— Quoted passage —
:::::

How is business? Depends on who you ask

Fri, 08/17/2018 - 8:45am

Tourism Director Jessica Willi said that she had done an informal survey of how business is on Block Island this summer, and she received a mixed review. 

“There is just as much tourism coming to the island,” said Willi. “But maybe how they’re spending money may be a little bit different.”

In an update that she provided to the Block Island Tourism Council on Tuesday, Aug. 14, Willi said “harbor activity is down, but the beach is up.” A random sampling of a few hotels found business “flat” and a question posed to a lone taxi driver also said that business was flat, as did a sampling of three restaurants. She said one retailer felt business was slightly up, while another reported it “was way down.” 

But Tourism Board member Steve Filippi, who owns and operates Ballard’s Inn, said that saying business is more or less what it was last season is misleading.

“Our costs rise three to six percent,” he said. “Our costs keep going up. Our goal is five to 10 percent growth each year. Flat to me is a bad year.” 

“As a personal business goal, that may be your goal,” said Willi, “but a five to 10 percent growth is not realistic for the island.”

Filippi also said the idea that the island couldn’t handle more people is a fallacy. “In terms of people, I don’t think we’re maxed out, not in the middle of the week. Anybody who makes that argument is foolish. We’re not at capacity in the middle of the week.”

:::::

— Available data —
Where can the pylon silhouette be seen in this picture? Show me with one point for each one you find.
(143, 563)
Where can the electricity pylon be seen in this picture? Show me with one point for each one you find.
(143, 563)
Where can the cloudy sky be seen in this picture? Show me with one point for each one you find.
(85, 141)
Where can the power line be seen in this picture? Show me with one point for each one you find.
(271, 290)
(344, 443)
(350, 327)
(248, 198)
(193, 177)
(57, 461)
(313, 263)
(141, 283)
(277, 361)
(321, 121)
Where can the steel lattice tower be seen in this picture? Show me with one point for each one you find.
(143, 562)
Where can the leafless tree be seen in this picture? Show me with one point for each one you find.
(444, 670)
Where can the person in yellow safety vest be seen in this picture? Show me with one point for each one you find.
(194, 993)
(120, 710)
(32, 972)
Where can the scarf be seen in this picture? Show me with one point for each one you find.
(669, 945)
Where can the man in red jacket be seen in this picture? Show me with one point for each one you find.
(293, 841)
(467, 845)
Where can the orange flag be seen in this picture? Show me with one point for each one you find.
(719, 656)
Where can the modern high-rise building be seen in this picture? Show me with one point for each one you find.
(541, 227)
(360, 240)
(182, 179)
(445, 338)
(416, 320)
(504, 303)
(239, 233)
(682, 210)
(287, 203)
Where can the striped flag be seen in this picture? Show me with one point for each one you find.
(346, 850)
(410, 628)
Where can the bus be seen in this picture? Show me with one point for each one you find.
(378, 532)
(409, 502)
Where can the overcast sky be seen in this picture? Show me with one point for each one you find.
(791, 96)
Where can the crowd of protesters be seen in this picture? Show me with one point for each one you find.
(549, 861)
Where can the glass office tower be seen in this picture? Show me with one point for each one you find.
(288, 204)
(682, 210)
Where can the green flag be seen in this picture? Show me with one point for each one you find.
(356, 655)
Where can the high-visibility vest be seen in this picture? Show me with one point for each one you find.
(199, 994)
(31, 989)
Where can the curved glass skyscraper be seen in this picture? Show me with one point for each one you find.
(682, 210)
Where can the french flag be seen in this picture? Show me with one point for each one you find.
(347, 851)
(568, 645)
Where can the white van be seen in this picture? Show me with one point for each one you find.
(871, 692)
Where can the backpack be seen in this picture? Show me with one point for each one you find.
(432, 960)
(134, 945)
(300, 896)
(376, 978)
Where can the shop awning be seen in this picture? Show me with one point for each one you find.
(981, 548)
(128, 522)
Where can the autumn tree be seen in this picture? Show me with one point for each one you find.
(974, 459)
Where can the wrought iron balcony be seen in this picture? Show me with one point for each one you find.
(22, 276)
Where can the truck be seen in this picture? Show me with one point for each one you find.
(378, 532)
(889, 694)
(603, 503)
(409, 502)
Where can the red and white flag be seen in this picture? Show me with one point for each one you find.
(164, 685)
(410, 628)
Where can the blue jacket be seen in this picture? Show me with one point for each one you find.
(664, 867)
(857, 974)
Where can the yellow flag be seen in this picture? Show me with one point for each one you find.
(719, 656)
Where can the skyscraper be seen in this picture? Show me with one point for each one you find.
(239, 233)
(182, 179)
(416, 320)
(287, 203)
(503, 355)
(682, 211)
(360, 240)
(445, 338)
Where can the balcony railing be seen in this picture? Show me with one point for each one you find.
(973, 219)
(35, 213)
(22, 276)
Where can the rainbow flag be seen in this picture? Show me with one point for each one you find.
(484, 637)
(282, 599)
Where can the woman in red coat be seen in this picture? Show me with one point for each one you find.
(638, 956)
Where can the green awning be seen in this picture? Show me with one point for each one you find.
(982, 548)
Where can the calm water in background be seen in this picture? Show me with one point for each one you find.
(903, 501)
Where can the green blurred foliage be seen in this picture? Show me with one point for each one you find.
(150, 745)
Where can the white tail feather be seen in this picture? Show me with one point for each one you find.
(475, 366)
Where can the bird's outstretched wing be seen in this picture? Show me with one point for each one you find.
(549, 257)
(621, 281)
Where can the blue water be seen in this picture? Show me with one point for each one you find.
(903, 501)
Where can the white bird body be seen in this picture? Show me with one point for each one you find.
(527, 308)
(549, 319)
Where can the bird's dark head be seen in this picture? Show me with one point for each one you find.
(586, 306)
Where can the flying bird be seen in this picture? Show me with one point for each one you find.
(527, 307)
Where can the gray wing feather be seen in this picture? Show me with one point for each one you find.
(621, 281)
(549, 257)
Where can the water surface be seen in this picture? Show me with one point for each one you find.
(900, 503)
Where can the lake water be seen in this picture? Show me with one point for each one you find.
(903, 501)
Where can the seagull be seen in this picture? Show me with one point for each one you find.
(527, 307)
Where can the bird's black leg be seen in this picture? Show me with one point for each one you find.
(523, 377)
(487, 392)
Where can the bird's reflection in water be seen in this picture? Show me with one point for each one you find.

:::::

— Explore the material —
1: In the Block Island tourism article, set down word for word the part that opens with the words containing "But Tourism Board" and closes with "season is misleading.".
2: Answer these questions from the Block Island tourism article:
(a) On what day and date did Jessica Willi give her update to the Block Island Tourism Council?
(b) Which inn does Steve Filippi own and operate?
(c) By what range does Filippi say his costs rise?
3: Extend the Block Island tourism article from its last sentence onward.
Nothing in the listing is needed here.

— Task answers —
1:
But Tourism Board member Steve Filippi, who owns and operates Ballard’s Inn, said that saying business is more or less what it was last season is misleading.

2:
(a) Tuesday, Aug. 14
(b) Ballard's Inn
(c) Three to six percent

3:
“I want growth, too, but when there’s no place to go to the bathroom, or no place to put your trash, it’s hard to build the brand of hospitality,” said board member John Cullen. “You want a welcoming and clean environment. We’ve been talking about this for years. Everything falls on the shoulders of the road crew, and they have too many things to do.” 

Cullen also said he felt “the boats are not sold out.” He said the island may feel full “one day a week, but other than that there is room for growth.” 

Filippi also said it did not help matters that “parking in Pt. Judith is ridiculous. It’s from 30 years ago. It’s not paved, there are bird droppings everywhere.” 

Board member Dave Houseman also said it would be a mistake to use the summer of 2016 as a yardstick for what kind of business can be done on Block Island. That year, the weather was exceptionally beautiful, and Block Island experienced one of the most successful seasons in years.

Willi mentioned that CommerceRI, which oversees the state’s marketing campaign, had been out on Block Island filming a new set of online ads that will be used in the state’s “Fun-Sized” campaign to be released in the fall. 

Willi also mentioned that she had met with Congressmen Jim Langevin (New Shoreham is in Langevin’s district) and David Cicilline, and she said they were looking at some efforts that could bolster tourism, including a $1 trillion investment in infrastructure to improve public and rail transportation, bridges, and roads nationally, and a review of what is being done overseas to entice visitors to the country. 

Willi said she has also been tracking where the calls that come in to the Tourism office originate from. The states most represented by tourists are, in descending order: Connecticut, New York, Massachusetts, Rhode Island and Pennsylvania. She said there had been a slight uptick in calls from Pennsylvania and New Jersey.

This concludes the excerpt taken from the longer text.